[Items listed in a dataset]
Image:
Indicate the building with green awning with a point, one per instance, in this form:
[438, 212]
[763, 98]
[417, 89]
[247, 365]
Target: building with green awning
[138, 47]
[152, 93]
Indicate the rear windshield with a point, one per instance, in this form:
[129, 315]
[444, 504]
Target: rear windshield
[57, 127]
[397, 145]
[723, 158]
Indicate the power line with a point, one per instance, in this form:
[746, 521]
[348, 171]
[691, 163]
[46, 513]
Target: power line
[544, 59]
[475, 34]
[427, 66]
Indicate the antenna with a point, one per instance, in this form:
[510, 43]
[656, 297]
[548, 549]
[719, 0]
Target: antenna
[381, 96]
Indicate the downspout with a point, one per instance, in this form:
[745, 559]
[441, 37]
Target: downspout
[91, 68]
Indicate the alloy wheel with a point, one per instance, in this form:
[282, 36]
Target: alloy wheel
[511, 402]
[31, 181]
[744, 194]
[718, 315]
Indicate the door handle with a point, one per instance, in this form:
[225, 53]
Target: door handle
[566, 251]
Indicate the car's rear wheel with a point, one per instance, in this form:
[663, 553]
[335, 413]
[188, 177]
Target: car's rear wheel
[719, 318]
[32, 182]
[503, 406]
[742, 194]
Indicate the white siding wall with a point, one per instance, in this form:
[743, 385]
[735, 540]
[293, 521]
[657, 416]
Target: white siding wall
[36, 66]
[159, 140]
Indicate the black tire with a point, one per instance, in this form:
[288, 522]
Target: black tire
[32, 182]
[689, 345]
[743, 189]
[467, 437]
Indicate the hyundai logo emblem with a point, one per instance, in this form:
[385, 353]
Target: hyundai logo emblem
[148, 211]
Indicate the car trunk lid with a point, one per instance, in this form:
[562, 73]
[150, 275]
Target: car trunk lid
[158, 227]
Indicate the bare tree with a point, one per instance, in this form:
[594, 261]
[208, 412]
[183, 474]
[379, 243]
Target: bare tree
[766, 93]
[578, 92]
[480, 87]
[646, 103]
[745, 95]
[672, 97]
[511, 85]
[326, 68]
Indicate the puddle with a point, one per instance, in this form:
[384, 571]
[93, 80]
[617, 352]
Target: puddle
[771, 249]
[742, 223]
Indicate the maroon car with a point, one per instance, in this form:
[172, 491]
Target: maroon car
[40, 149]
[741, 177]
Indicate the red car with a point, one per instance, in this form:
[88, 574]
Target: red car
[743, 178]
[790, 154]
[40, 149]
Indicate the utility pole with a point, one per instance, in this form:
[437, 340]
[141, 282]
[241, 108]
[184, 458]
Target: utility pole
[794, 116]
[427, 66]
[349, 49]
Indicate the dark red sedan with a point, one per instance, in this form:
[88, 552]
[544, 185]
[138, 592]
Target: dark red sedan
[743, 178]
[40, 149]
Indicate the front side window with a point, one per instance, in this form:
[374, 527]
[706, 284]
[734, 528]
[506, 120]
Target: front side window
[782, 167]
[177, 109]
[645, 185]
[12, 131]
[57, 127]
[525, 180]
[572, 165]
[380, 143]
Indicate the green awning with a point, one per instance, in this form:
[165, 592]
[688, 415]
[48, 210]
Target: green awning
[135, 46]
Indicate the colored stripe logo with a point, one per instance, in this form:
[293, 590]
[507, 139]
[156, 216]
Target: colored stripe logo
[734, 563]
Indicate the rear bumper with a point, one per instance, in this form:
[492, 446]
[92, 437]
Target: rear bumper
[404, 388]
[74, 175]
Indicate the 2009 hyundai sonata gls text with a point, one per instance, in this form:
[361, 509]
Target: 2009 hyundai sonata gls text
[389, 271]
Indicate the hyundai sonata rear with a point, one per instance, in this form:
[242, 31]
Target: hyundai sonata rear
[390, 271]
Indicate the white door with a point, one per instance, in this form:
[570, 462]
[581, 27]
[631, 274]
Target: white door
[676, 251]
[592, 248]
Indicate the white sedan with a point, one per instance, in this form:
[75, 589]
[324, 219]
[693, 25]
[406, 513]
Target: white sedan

§ **YOUR TASK**
This exercise requires an exact copy of all the records.

§ **RESPONSE**
Image:
Indicate the building with green awning with a point, one per instance, in this form:
[438, 212]
[763, 98]
[417, 89]
[247, 365]
Target: building with green awning
[138, 47]
[152, 93]
Indicate the rear windshield with a point, one per instance, in this form:
[129, 315]
[444, 504]
Target: rear windshield
[57, 127]
[397, 145]
[723, 158]
Indicate the power line with a point, one per instance, in this form:
[746, 521]
[348, 171]
[691, 163]
[46, 513]
Target: power line
[544, 59]
[475, 34]
[427, 66]
Indicate the antenna with a point, one per instance, in this form:
[510, 43]
[656, 297]
[548, 549]
[719, 0]
Target: antenna
[381, 96]
Indicate the downspout with a point, one per instance, in this form:
[745, 559]
[441, 37]
Target: downspout
[91, 68]
Indicate the alloy wheel with a point, one per instance, in this form:
[282, 36]
Target: alloy wheel
[511, 402]
[31, 181]
[744, 194]
[718, 315]
Indicate the door handle with a point, one per instance, in this form:
[225, 53]
Target: door handle
[566, 251]
Indicate the car's rear wheel with a point, one per instance, in this form:
[663, 553]
[335, 413]
[188, 177]
Target: car's rear wheel
[719, 318]
[32, 182]
[503, 406]
[742, 194]
Indicate the white siding wall with a point, one per instance, in this form:
[743, 385]
[735, 540]
[293, 521]
[657, 416]
Target: white siding wall
[36, 66]
[159, 140]
Indicate the black tire with a point, one per instance, in this form:
[288, 522]
Target: black tire
[32, 182]
[689, 345]
[743, 189]
[467, 437]
Indicate the hyundai logo emblem with a point, one per instance, in this form:
[385, 353]
Target: hyundai logo emblem
[148, 211]
Indicate the car trunk lid with a point, one per instance, in this form:
[562, 73]
[150, 275]
Target: car trunk lid
[158, 227]
Indicate the bare tree with a point, one per instance, in this form:
[594, 261]
[208, 412]
[183, 474]
[379, 243]
Target: bare tree
[766, 93]
[578, 92]
[480, 87]
[646, 103]
[745, 95]
[672, 97]
[511, 85]
[326, 68]
Indicate the puddle with a point, one per instance, in this form:
[384, 571]
[93, 80]
[617, 352]
Target: puddle
[771, 249]
[742, 223]
Indicate the maroon car with a point, one per instance, in this form:
[172, 491]
Target: maroon car
[40, 149]
[741, 177]
Indicate the red car with a point, one per instance, in this form:
[88, 574]
Target: red car
[743, 178]
[790, 154]
[40, 149]
Indicate the utility pole with a point, one per instance, in this form:
[437, 340]
[141, 282]
[241, 108]
[184, 458]
Target: utility pole
[794, 116]
[427, 66]
[349, 49]
Indicate the dark red sedan with a point, one per instance, in this form:
[88, 552]
[544, 185]
[138, 592]
Target: dark red sedan
[743, 178]
[40, 149]
Indicate the front side window with a point, one per instance, in this form:
[374, 527]
[706, 284]
[734, 528]
[506, 120]
Target: front side window
[782, 167]
[177, 109]
[645, 185]
[12, 131]
[57, 127]
[525, 180]
[572, 165]
[380, 143]
Indicate the green awning with a point, one per instance, in this form:
[165, 592]
[688, 415]
[48, 210]
Target: green awning
[135, 46]
Indicate the colored stripe logo with a point, one per instance, in this form:
[293, 590]
[507, 139]
[156, 216]
Target: colored stripe logo
[734, 563]
Indicate the rear bumper with a point, one per instance, in this form:
[492, 446]
[92, 437]
Target: rear bumper
[404, 388]
[74, 175]
Indicate the 2009 hyundai sonata gls text with a point, one per instance, in this form:
[361, 509]
Target: 2009 hyundai sonata gls text
[389, 271]
Indicate the hyundai sonata rear with a point, one per instance, in this form:
[242, 31]
Target: hyundai sonata rear
[390, 271]
Indicate the white door with a point, one per instance, in this form:
[570, 462]
[581, 27]
[631, 274]
Target: white door
[676, 251]
[592, 248]
Indicate the white sedan with a point, one per instance, in this form:
[75, 589]
[324, 219]
[693, 25]
[406, 513]
Target: white sedan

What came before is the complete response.